> [Fragmento del documento]:
● ● ● ● ● ● ●

Ungidos con óleo de alegría para ungir con óleo de alegría. La alegría sacerdotal tiene su fuente en el Amor del Padre, y el Señor desea que la alegría de este Amor “esté en nosotros” y “sea plena” (Jn 15,11). Me gusta pensar la alegría contemplando a Nuestra Señora: María, la “madre del Evangelio viviente, es manantial de alegría para los pequeños” (Exhort. ap. Evangelii gaudium, 288), y creo que no exageramos si decimos que el sacerdote es una persona muy pequeña: la inconmensurable grandeza del don que nos es dado para el ministerio nos relega entre los más pequeños de los hombres. El sacerdote es el más pobre de los hombres si Jesús no lo enriquece con su pobreza, el más inútil siervo si Jesús no lo llama amigo, el más necio de los hombres si Jesús no lo instruye pacientemente como a Pedro, el más indefenso de los cristianos si el Buen Pastor no lo fortalece en medio del rebaño. Nadie más pequeño que un sacerdote dejado a sus propias fuerzas; por eso nuestra oración protectora contra toda insidia del Maligno es la oración de nuestra Madre: soy sacerdote porque Él miró con bondad mi pequeñez (cf. Lc 1,48). Y desde esa pequeñez asumimos nuestra alegría.

Encuentro tres rasgos significativos en nuestra alegría sacerdotal: es una alegría que nos unge (no que nos unta y nos vuelve untuosos, suntuosos y presuntuosos), es una alegría incorruptible y es una alegría misionera que irradia y atrae a todos, comenzando al revés: por los más lejanos.

Una alegría que nos unge. Es decir: penetró en lo íntimo de nuestro corazón, lo configuró y lo fortaleció sacramentalmente. Los signos de la liturgia de la ordenación nos hablan del deseo maternal que tiene la Iglesia de transmitir y comunicar todo lo que el Señor nos dio: la imposición de manos, la unción con el santo Crisma, el revestimiento con los ornamentos sagrados, la participación inmediata en la primera Consagración… La gracia nos colma y se derrama íntegra, abundante y plena en cada sacerdote. Ungidos hasta los huesos… y nuestra alegría, que brota desde dentro, es el eco de esa unción.

● ● ● ● ● ● ●

> [Datos proporcionados]:
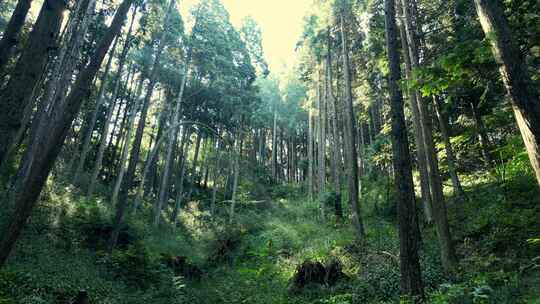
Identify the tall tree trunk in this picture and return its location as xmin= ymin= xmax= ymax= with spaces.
xmin=0 ymin=0 xmax=133 ymax=267
xmin=272 ymin=109 xmax=277 ymax=182
xmin=433 ymin=96 xmax=465 ymax=201
xmin=154 ymin=58 xmax=190 ymax=226
xmin=171 ymin=127 xmax=191 ymax=227
xmin=109 ymin=0 xmax=175 ymax=249
xmin=340 ymin=15 xmax=365 ymax=242
xmin=317 ymin=67 xmax=326 ymax=218
xmin=402 ymin=0 xmax=457 ymax=271
xmin=326 ymin=42 xmax=343 ymax=222
xmin=474 ymin=0 xmax=540 ymax=185
xmin=470 ymin=102 xmax=492 ymax=166
xmin=0 ymin=0 xmax=66 ymax=165
xmin=111 ymin=76 xmax=143 ymax=206
xmin=308 ymin=108 xmax=314 ymax=202
xmin=385 ymin=0 xmax=424 ymax=302
xmin=86 ymin=39 xmax=118 ymax=197
xmin=229 ymin=137 xmax=242 ymax=225
xmin=398 ymin=10 xmax=433 ymax=223
xmin=73 ymin=1 xmax=137 ymax=183
xmin=0 ymin=0 xmax=32 ymax=75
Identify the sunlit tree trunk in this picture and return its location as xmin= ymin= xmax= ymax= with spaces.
xmin=109 ymin=0 xmax=175 ymax=249
xmin=474 ymin=0 xmax=540 ymax=185
xmin=154 ymin=58 xmax=190 ymax=226
xmin=73 ymin=0 xmax=137 ymax=184
xmin=171 ymin=128 xmax=191 ymax=226
xmin=385 ymin=0 xmax=424 ymax=302
xmin=317 ymin=67 xmax=326 ymax=218
xmin=0 ymin=0 xmax=66 ymax=165
xmin=326 ymin=40 xmax=343 ymax=221
xmin=86 ymin=39 xmax=118 ymax=197
xmin=308 ymin=108 xmax=314 ymax=202
xmin=402 ymin=0 xmax=457 ymax=271
xmin=229 ymin=135 xmax=242 ymax=225
xmin=340 ymin=15 xmax=365 ymax=241
xmin=433 ymin=96 xmax=465 ymax=201
xmin=0 ymin=0 xmax=132 ymax=267
xmin=398 ymin=10 xmax=433 ymax=223
xmin=272 ymin=109 xmax=278 ymax=181
xmin=0 ymin=0 xmax=32 ymax=75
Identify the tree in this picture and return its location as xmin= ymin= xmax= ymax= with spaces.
xmin=340 ymin=12 xmax=365 ymax=241
xmin=0 ymin=0 xmax=66 ymax=165
xmin=0 ymin=0 xmax=133 ymax=267
xmin=474 ymin=0 xmax=540 ymax=185
xmin=0 ymin=0 xmax=31 ymax=77
xmin=384 ymin=0 xmax=424 ymax=302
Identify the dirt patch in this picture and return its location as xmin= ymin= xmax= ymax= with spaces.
xmin=162 ymin=255 xmax=203 ymax=280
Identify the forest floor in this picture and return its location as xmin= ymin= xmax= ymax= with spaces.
xmin=0 ymin=167 xmax=540 ymax=304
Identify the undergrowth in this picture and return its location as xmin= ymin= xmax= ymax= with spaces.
xmin=0 ymin=167 xmax=540 ymax=304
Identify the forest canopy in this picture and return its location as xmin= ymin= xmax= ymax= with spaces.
xmin=0 ymin=0 xmax=540 ymax=304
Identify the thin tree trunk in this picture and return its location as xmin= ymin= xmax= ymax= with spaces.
xmin=0 ymin=0 xmax=66 ymax=165
xmin=402 ymin=0 xmax=457 ymax=271
xmin=470 ymin=102 xmax=492 ymax=166
xmin=0 ymin=0 xmax=32 ymax=75
xmin=154 ymin=60 xmax=190 ymax=226
xmin=229 ymin=135 xmax=242 ymax=225
xmin=111 ymin=75 xmax=143 ymax=206
xmin=398 ymin=10 xmax=433 ymax=223
xmin=308 ymin=108 xmax=314 ymax=202
xmin=171 ymin=127 xmax=191 ymax=223
xmin=474 ymin=0 xmax=540 ymax=185
xmin=0 ymin=0 xmax=133 ymax=267
xmin=317 ymin=66 xmax=327 ymax=218
xmin=385 ymin=0 xmax=424 ymax=303
xmin=433 ymin=96 xmax=465 ymax=201
xmin=86 ymin=38 xmax=118 ymax=197
xmin=109 ymin=0 xmax=175 ymax=249
xmin=340 ymin=15 xmax=365 ymax=242
xmin=272 ymin=109 xmax=278 ymax=181
xmin=326 ymin=45 xmax=343 ymax=222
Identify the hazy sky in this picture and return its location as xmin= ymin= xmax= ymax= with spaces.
xmin=222 ymin=0 xmax=312 ymax=72
xmin=27 ymin=0 xmax=313 ymax=72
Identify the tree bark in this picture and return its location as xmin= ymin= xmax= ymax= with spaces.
xmin=340 ymin=15 xmax=365 ymax=242
xmin=317 ymin=67 xmax=327 ymax=218
xmin=433 ymin=96 xmax=465 ymax=201
xmin=308 ymin=108 xmax=314 ymax=202
xmin=474 ymin=0 xmax=540 ymax=185
xmin=398 ymin=10 xmax=433 ymax=223
xmin=154 ymin=58 xmax=190 ymax=226
xmin=0 ymin=0 xmax=32 ymax=75
xmin=0 ymin=0 xmax=133 ymax=267
xmin=0 ymin=0 xmax=66 ymax=165
xmin=86 ymin=38 xmax=118 ymax=197
xmin=109 ymin=0 xmax=175 ymax=249
xmin=402 ymin=0 xmax=457 ymax=271
xmin=385 ymin=0 xmax=424 ymax=302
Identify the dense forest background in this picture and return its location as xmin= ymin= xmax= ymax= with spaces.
xmin=0 ymin=0 xmax=540 ymax=304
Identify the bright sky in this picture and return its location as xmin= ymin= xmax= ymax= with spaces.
xmin=28 ymin=0 xmax=313 ymax=73
xmin=222 ymin=0 xmax=313 ymax=72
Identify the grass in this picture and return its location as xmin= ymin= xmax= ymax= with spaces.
xmin=0 ymin=166 xmax=540 ymax=304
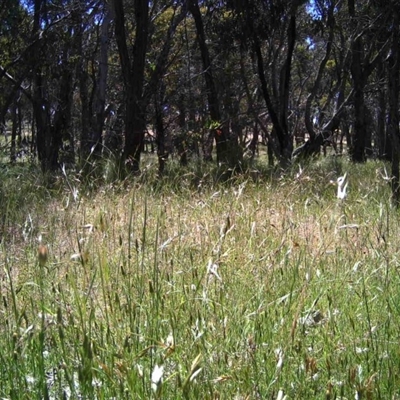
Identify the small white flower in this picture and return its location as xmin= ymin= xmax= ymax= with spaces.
xmin=165 ymin=333 xmax=175 ymax=348
xmin=337 ymin=172 xmax=348 ymax=200
xmin=151 ymin=364 xmax=164 ymax=393
xmin=189 ymin=368 xmax=203 ymax=382
xmin=207 ymin=260 xmax=222 ymax=282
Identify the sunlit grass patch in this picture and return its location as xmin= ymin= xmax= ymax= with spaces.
xmin=0 ymin=161 xmax=400 ymax=399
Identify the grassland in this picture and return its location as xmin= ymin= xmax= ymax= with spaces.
xmin=0 ymin=158 xmax=400 ymax=400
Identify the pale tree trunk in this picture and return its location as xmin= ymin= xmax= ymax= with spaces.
xmin=188 ymin=0 xmax=242 ymax=167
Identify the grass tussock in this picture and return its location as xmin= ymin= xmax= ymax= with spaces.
xmin=0 ymin=155 xmax=400 ymax=400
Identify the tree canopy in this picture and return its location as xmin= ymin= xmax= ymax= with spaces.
xmin=0 ymin=0 xmax=400 ymax=194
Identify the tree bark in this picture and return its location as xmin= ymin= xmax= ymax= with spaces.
xmin=188 ymin=0 xmax=241 ymax=167
xmin=388 ymin=9 xmax=400 ymax=208
xmin=114 ymin=0 xmax=149 ymax=173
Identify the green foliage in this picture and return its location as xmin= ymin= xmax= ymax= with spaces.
xmin=0 ymin=158 xmax=400 ymax=399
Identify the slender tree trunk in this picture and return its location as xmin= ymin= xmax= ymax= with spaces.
xmin=10 ymin=100 xmax=18 ymax=163
xmin=114 ymin=0 xmax=149 ymax=173
xmin=188 ymin=0 xmax=241 ymax=167
xmin=90 ymin=2 xmax=113 ymax=156
xmin=388 ymin=9 xmax=400 ymax=208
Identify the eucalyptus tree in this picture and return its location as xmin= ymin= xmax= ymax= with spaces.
xmin=188 ymin=0 xmax=241 ymax=167
xmin=229 ymin=0 xmax=306 ymax=167
xmin=114 ymin=0 xmax=186 ymax=173
xmin=0 ymin=0 xmax=30 ymax=155
xmin=348 ymin=0 xmax=390 ymax=162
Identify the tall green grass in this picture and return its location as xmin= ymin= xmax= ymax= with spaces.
xmin=0 ymin=159 xmax=400 ymax=400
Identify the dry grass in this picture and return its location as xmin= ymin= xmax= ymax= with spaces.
xmin=0 ymin=158 xmax=400 ymax=399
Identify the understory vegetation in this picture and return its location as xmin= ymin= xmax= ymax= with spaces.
xmin=0 ymin=157 xmax=400 ymax=400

● ● ● ● ● ● ●

> [Tarea]:
Retoma, por favor, el texto sobre la alegría sacerdotal y escribe su continuación a partir de la última oración.

> [Respuesta final]:
Una alegría incorruptible. La integridad del Don, a la que nadie puede quitar ni agregar nada, es fuente incesante de alegría: una alegría incorruptible, que el Señor prometió, que nadie nos la podrá quitar (cf. Jn 16,22). Puede estar adormecida o taponada por el pecado o por las preocupaciones de la vida pero, en el fondo, permanece intacta como el rescoldo de un tronco encendido bajo las cenizas, y siempre puede ser renovada. La recomendación de Pablo a Timoteo sigue siendo actual: Te recuerdo que atices el fuego del don de Dios que hay en ti por la imposición de mis manos (cf. 2 Tm 1,6).

Una alegría misionera. Este tercer rasgo lo quiero compartir y recalcar especialmente: la alegría del sacerdote está en íntima relación con el santo pueblo fiel de Dios porque se trata de una alegría eminentemente misionera. La unción es para ungir al santo pueblo fiel de Dios: para bautizar y confirmar, para curar y consagrar, para bendecir, para consolar y evangelizar.

Y como es una alegría que solo fluye cuando el pastor está en medio de su rebaño (también en el silencio de la oración, el pastor que adora al Padre está en medio de sus ovejitas) es una “alegría custodiada” por ese mismo rebaño. Incluso en los momentos de tristeza, en los que todo parece ensombrecerse y el vértigo del aislamiento nos seduce, esos momentos apáticos y aburridos que a veces nos sobrevienen en la vida sacerdotal (y por los que también yo he pasado), aun en esos momentos el pueblo de Dios es capaz de custodiar la alegría, es capaz de protegerte, de abrazarte, de ayudarte a abrir el corazón y reencontrar una renovada alegría.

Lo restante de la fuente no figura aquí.